[begin SELECTED EXCERPT]

Despite, that Disney's decided their answer lay in technology, which is how this analysis ended up in this blog. Let's look at Disney's original park curve: they Eliminated the filthy and dangerous element of an amusement park, Reduced wild rides, Increased magic and safety, and Created media tie-in. It worked.

Their new ride is in 3D; you ride through and play games that mimic the games people play at traditional traveling amusement parks, though there aren't prizes. Somehow it involves Toy Story. Disney: the ride sounds cool -- I'll eventually be on it -- but I don't get how it's transformative. An experience where you wait in line (ouch), ride through playing 3D carnival games (not bad but not breathtaking), then leave. I haven't seen it but it feels like red-ocean competition.

My guess is Disney should have thought about why people trade up to their parks, looked at the Chain of Buyers who decides to go to the Park's, and tried a gutsier move. For example, Disney knows modern people intensely dislike lines so why not focus on a strategy that gets rid of them?

Take the "ride" apart and put each 3D game into a series of mini-sections: make enough so none has an unmanageable line. If the lines get long, add more (and be glad at the expense: it exists only because of higher demand). Better yet, tie the game-playing experience into an online or console-based game that's somehow tied together. Kids practice on the Internet and Wii version, then show up at the park to kick-butt on the giant 3D one. That'll get kids to nag their parents to go to Disneyland, rather than the other way around.

Disney built a blue ocean by redefining the meaning of a Theme Park way back when. It's time to do it again; look to the non-customers, realize they're boxed-in at the top of their Strategic Group, confront the Chain of Buyers problem head-on, and think differently, like Walt did.

Putting people inside a video game sounds fun, but it also sounds a lot like an upscale version of the same thing people already have in their living rooms. If I find myself at California Adventure I'll try it, but I'll bet my kid would still prefer to hang at the pool or the beach. The experience there is also 3D, and amazingly realistic.

[end SELECTED EXCERPT]

## INSTRUCTIONS
1) According to the blog excerpt, what four changes made up Disney's original park curve?
2) Using the blog excerpt, mark each statement yes or no and quote the words that settle it: (a) The new ride's games award prizes. (b) The writer has not seen the new ride. (c) The writer suggests linking the game-playing experience to an online or console-based game.

[begin EXTRACTED MATERIAL]

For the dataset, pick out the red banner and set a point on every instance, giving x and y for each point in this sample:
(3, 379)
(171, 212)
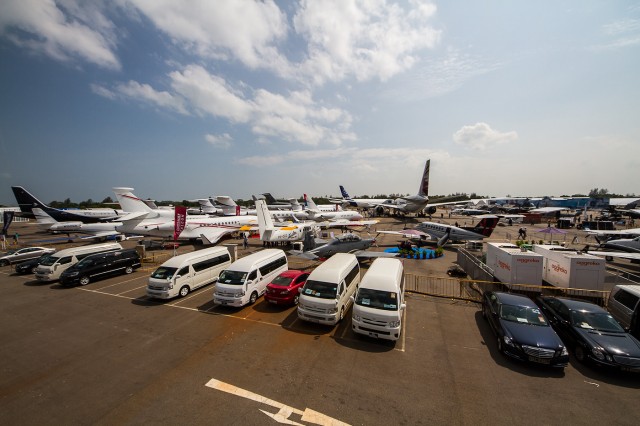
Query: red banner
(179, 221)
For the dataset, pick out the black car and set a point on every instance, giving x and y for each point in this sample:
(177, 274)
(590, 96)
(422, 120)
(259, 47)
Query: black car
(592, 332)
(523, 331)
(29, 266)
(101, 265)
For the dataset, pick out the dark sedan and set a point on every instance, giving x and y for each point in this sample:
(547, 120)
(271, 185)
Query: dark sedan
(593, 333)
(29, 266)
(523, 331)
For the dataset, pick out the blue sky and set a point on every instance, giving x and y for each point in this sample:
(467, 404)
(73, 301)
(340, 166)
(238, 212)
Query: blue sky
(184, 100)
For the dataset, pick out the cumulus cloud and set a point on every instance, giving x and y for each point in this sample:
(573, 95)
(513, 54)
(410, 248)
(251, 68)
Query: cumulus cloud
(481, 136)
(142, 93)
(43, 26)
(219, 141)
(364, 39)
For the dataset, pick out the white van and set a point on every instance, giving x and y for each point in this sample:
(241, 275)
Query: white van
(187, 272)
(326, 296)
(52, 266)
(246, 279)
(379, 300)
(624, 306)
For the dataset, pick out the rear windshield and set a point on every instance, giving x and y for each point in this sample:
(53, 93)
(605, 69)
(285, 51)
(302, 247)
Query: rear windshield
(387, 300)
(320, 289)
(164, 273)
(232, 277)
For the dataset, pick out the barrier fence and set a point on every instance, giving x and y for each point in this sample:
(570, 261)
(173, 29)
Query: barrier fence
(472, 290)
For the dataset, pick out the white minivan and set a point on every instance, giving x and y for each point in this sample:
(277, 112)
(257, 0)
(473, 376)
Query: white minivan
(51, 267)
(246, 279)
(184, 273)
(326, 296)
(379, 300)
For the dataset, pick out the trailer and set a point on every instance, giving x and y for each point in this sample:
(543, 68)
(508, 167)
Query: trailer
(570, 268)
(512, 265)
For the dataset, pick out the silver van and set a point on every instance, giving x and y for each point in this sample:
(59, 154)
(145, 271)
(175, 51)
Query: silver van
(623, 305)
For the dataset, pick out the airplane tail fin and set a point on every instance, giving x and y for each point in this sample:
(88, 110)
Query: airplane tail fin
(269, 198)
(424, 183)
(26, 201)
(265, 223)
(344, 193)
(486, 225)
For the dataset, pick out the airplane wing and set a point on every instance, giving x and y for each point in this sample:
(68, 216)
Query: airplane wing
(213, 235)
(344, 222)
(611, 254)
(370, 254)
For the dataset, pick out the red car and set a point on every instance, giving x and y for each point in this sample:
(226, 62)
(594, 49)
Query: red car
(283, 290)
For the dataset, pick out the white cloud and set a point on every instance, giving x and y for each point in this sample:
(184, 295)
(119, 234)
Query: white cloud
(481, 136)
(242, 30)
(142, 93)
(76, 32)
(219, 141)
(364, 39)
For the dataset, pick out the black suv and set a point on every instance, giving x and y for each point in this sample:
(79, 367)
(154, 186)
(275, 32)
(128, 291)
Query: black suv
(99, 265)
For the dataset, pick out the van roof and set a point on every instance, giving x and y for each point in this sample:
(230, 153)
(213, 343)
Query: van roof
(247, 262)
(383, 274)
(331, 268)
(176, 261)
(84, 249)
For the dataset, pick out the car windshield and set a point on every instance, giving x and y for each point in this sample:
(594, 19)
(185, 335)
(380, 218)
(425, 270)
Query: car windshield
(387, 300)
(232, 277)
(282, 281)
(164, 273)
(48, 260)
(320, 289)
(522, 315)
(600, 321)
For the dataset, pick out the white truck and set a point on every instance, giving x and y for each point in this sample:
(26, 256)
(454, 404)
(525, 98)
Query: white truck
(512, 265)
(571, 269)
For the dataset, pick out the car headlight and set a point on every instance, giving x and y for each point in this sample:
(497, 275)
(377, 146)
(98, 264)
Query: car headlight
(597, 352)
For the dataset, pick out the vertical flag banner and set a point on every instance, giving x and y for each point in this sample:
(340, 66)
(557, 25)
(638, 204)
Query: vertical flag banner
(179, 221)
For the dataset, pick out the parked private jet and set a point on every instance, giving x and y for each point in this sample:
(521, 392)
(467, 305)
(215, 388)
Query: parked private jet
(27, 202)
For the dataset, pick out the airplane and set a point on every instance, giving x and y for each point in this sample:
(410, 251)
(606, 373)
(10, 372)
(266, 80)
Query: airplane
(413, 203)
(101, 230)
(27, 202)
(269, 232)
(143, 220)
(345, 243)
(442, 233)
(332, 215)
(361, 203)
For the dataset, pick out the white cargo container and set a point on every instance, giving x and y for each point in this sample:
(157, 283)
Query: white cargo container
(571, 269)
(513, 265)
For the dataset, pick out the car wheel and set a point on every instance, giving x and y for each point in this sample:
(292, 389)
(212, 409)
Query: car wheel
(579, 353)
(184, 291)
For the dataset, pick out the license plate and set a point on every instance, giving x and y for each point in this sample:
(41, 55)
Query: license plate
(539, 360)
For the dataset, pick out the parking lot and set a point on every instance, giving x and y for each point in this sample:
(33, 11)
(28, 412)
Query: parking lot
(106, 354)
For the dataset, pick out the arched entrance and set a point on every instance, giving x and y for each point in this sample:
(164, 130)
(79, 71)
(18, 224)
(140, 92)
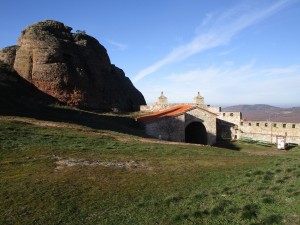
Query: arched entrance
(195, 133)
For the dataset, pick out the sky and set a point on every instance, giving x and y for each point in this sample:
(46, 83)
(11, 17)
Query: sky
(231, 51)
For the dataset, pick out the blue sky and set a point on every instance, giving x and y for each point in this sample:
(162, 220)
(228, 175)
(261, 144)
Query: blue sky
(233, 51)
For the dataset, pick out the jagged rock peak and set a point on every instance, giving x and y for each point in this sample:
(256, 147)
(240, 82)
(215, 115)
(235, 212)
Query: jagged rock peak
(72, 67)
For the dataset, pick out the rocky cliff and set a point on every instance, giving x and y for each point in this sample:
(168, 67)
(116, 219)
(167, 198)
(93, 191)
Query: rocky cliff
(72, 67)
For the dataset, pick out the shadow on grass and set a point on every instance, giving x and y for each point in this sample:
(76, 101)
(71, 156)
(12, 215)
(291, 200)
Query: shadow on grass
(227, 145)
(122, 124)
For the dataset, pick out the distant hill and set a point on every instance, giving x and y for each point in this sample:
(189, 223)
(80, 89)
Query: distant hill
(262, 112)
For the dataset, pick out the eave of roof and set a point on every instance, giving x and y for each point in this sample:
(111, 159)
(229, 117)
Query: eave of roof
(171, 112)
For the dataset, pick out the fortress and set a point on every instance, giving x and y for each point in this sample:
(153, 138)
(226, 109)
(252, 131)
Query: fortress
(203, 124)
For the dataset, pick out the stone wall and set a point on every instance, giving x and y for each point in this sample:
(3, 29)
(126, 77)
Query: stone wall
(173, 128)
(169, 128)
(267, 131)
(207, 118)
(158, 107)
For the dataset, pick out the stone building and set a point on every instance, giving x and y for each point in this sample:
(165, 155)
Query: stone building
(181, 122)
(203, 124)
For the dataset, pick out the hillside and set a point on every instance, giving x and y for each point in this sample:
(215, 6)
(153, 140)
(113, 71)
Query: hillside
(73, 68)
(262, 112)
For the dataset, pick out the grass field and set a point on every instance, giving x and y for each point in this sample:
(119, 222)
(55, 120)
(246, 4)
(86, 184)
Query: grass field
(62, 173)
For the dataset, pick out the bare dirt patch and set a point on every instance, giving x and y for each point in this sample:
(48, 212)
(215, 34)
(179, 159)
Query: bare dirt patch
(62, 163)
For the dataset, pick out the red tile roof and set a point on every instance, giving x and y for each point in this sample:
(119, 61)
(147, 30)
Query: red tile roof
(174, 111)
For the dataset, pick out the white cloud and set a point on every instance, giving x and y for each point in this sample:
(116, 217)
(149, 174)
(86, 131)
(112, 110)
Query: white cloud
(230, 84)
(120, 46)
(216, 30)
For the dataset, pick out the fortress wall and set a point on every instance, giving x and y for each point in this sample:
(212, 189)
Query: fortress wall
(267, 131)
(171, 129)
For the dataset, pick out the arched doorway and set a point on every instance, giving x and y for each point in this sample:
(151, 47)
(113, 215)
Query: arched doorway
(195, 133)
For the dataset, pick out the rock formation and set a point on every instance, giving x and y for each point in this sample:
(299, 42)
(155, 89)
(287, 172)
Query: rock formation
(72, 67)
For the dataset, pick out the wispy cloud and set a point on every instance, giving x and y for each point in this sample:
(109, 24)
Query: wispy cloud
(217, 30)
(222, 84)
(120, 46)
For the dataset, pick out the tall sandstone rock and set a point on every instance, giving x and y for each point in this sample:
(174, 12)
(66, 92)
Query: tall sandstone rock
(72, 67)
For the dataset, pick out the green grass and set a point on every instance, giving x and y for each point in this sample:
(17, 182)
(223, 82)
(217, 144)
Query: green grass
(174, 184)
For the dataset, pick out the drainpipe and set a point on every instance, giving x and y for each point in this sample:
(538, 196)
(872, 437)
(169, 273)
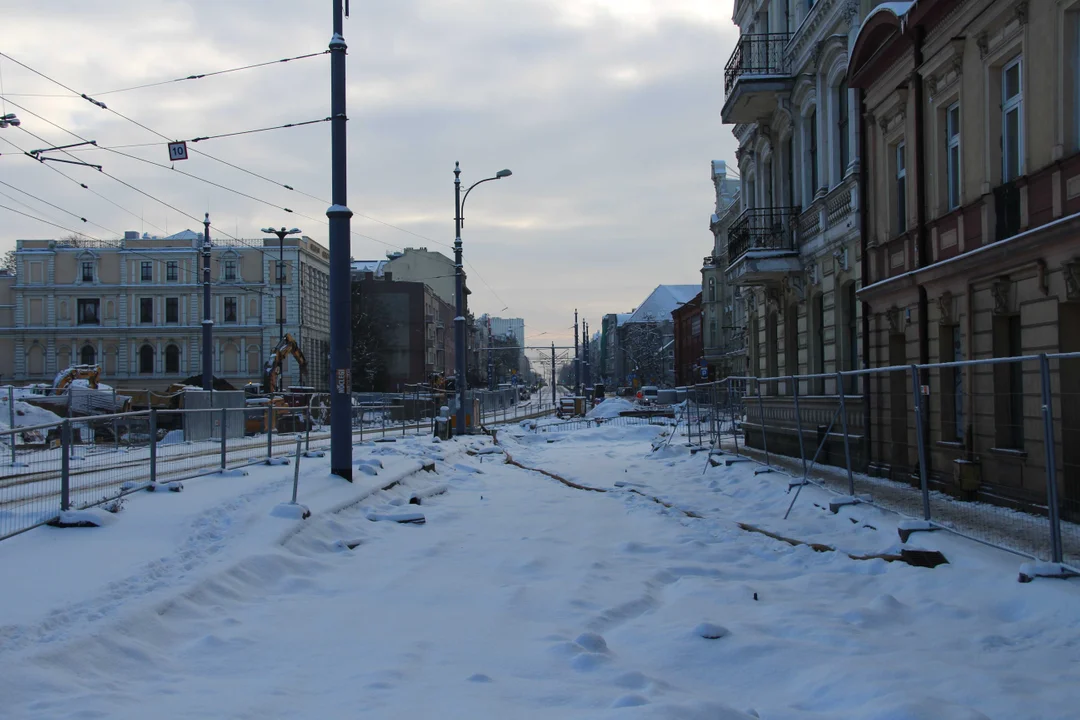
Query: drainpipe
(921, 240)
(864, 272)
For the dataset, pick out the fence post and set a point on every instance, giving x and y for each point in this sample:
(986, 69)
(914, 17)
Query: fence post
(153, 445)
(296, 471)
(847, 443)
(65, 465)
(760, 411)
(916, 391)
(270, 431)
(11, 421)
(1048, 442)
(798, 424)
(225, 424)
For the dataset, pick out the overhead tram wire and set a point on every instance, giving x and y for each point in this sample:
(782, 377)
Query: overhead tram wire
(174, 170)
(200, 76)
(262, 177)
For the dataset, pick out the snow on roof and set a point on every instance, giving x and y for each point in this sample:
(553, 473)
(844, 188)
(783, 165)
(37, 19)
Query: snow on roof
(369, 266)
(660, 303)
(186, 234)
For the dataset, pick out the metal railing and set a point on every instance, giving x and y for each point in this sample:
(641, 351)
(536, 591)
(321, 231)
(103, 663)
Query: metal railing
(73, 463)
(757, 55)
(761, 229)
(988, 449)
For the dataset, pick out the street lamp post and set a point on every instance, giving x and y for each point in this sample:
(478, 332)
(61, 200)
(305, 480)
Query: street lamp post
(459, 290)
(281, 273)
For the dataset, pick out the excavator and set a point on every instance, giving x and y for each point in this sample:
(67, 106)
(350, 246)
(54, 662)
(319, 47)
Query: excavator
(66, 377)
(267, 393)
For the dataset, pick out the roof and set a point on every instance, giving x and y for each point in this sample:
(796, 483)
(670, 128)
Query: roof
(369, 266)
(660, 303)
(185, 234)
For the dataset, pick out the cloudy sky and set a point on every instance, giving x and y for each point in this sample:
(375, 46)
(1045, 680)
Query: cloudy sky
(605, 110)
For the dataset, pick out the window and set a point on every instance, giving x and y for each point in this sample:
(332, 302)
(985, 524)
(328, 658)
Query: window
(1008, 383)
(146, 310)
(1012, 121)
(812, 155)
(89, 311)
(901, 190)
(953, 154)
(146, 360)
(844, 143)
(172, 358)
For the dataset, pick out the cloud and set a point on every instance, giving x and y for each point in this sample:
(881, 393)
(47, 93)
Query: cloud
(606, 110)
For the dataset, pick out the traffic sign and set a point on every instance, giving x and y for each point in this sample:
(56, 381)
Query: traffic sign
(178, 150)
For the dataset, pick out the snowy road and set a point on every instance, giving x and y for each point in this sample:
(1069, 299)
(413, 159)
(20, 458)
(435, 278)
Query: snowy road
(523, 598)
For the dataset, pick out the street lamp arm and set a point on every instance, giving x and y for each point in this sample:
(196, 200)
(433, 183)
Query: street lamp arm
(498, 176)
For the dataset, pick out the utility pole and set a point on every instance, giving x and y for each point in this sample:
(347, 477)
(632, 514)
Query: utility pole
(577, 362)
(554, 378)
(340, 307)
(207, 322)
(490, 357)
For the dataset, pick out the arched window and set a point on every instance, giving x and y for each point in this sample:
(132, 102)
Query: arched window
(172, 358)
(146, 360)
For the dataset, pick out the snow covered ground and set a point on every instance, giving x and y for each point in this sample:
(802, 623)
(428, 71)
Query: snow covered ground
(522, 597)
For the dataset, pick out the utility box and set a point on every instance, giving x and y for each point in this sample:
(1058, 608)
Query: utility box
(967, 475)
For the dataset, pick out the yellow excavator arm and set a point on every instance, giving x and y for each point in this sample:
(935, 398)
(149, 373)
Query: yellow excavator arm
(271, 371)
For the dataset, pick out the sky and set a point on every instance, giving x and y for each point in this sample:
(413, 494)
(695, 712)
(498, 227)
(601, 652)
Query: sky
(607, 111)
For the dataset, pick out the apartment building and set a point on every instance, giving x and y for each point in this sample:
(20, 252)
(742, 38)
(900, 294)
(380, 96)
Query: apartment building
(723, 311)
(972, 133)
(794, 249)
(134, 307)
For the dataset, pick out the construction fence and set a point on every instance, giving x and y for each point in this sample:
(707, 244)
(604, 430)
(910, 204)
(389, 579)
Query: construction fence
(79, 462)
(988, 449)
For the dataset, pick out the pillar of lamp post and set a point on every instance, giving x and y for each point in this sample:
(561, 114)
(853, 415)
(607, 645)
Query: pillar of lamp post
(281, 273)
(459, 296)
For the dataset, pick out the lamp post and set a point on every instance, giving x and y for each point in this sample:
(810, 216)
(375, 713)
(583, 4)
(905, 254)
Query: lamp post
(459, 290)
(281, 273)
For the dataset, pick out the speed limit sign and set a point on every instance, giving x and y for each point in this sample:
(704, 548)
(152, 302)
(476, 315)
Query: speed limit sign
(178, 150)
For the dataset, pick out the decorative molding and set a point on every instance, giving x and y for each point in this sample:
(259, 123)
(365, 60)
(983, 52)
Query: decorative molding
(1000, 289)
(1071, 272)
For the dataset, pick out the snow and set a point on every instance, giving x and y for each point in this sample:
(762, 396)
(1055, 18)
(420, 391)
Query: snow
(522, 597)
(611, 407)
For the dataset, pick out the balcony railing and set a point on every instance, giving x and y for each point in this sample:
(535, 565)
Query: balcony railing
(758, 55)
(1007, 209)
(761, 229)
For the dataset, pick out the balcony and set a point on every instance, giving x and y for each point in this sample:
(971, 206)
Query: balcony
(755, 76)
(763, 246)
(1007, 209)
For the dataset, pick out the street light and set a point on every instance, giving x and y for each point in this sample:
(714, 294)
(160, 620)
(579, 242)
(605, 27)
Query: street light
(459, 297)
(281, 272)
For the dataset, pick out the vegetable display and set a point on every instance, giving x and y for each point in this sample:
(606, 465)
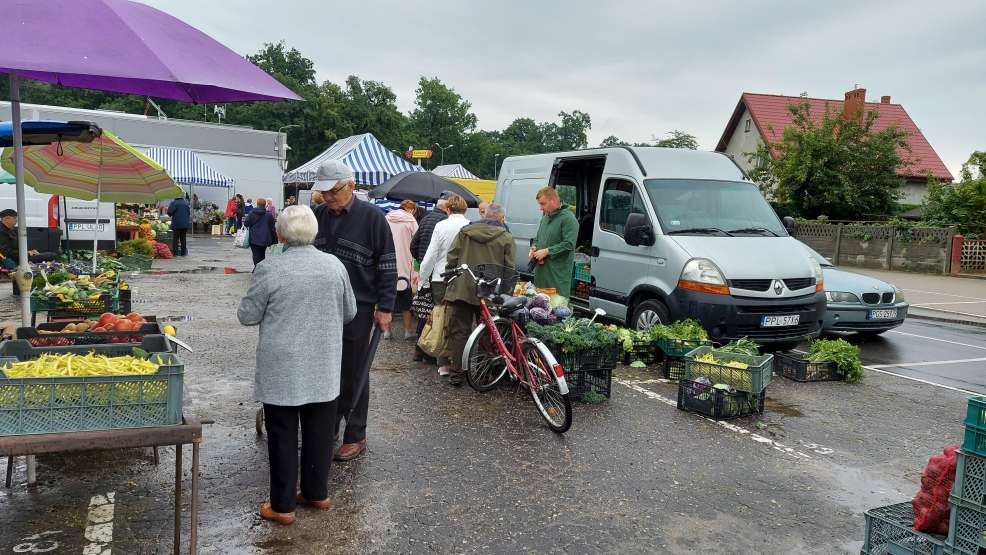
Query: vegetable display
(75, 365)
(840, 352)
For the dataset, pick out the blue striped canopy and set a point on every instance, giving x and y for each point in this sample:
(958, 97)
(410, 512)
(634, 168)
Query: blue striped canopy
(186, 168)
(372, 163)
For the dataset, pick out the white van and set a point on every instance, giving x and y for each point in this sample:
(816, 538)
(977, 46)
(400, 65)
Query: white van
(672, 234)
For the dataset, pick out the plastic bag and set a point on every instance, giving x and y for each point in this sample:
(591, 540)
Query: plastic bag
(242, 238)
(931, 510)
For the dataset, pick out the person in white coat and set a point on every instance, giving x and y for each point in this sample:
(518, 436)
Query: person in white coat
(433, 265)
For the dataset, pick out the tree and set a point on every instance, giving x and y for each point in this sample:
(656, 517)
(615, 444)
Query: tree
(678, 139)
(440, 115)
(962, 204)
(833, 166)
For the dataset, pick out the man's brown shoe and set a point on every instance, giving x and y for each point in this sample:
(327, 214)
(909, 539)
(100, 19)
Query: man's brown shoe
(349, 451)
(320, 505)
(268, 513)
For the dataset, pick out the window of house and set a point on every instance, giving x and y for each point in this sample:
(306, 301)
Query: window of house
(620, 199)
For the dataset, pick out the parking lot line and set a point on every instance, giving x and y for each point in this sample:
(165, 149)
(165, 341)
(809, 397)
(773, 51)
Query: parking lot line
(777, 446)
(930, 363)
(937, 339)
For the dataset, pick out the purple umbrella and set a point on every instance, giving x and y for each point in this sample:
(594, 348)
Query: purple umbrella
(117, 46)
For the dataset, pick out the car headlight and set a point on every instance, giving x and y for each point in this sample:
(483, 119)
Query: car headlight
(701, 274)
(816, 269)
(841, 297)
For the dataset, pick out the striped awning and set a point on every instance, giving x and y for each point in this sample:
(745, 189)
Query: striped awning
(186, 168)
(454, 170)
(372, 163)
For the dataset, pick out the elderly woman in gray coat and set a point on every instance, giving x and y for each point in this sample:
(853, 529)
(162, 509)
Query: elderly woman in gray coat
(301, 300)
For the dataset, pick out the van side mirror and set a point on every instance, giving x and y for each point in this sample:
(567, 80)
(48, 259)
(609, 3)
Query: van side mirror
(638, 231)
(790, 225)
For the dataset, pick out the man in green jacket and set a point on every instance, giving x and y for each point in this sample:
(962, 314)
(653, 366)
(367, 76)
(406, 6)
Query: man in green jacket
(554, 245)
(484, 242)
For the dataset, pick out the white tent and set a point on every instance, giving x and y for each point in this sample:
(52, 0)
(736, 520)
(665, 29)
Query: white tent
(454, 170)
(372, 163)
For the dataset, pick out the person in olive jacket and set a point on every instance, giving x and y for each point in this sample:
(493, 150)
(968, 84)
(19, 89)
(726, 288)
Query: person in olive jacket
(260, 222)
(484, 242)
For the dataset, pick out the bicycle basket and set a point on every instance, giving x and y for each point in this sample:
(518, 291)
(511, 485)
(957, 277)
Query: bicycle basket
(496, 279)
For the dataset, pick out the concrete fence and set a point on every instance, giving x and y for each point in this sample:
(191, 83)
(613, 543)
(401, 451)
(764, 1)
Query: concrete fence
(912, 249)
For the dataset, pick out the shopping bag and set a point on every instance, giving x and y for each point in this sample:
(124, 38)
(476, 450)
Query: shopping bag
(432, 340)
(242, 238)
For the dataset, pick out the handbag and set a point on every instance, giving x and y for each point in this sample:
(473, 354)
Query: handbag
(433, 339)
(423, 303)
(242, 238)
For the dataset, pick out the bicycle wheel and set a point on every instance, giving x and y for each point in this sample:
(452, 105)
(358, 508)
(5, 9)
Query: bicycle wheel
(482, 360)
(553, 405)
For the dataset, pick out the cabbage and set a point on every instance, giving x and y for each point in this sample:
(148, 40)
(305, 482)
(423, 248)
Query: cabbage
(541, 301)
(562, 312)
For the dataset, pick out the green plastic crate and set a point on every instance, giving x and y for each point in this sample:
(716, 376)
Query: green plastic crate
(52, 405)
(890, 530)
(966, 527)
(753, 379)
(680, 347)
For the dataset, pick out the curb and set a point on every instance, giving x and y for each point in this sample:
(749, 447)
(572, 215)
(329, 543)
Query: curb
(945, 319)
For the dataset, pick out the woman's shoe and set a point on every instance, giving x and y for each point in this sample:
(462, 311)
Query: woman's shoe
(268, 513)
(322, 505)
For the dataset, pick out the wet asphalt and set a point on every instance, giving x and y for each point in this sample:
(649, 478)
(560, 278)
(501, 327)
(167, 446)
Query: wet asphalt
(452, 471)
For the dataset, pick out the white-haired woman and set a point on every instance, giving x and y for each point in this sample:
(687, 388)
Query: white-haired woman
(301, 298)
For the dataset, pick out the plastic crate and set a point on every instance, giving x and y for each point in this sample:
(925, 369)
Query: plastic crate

[end EXTRACTED MATERIAL]

## EXERCISE SOLUTIONS
1) Disney eliminated the filthy and dangerous element of an amusement park, reduced wild rides, increased magic and safety, and created media tie-in.

2)
(a) No: "though there aren't prizes"
(b) Yes: "I haven't seen it"
(c) Yes: "tie the game-playing experience into an online or console-based game"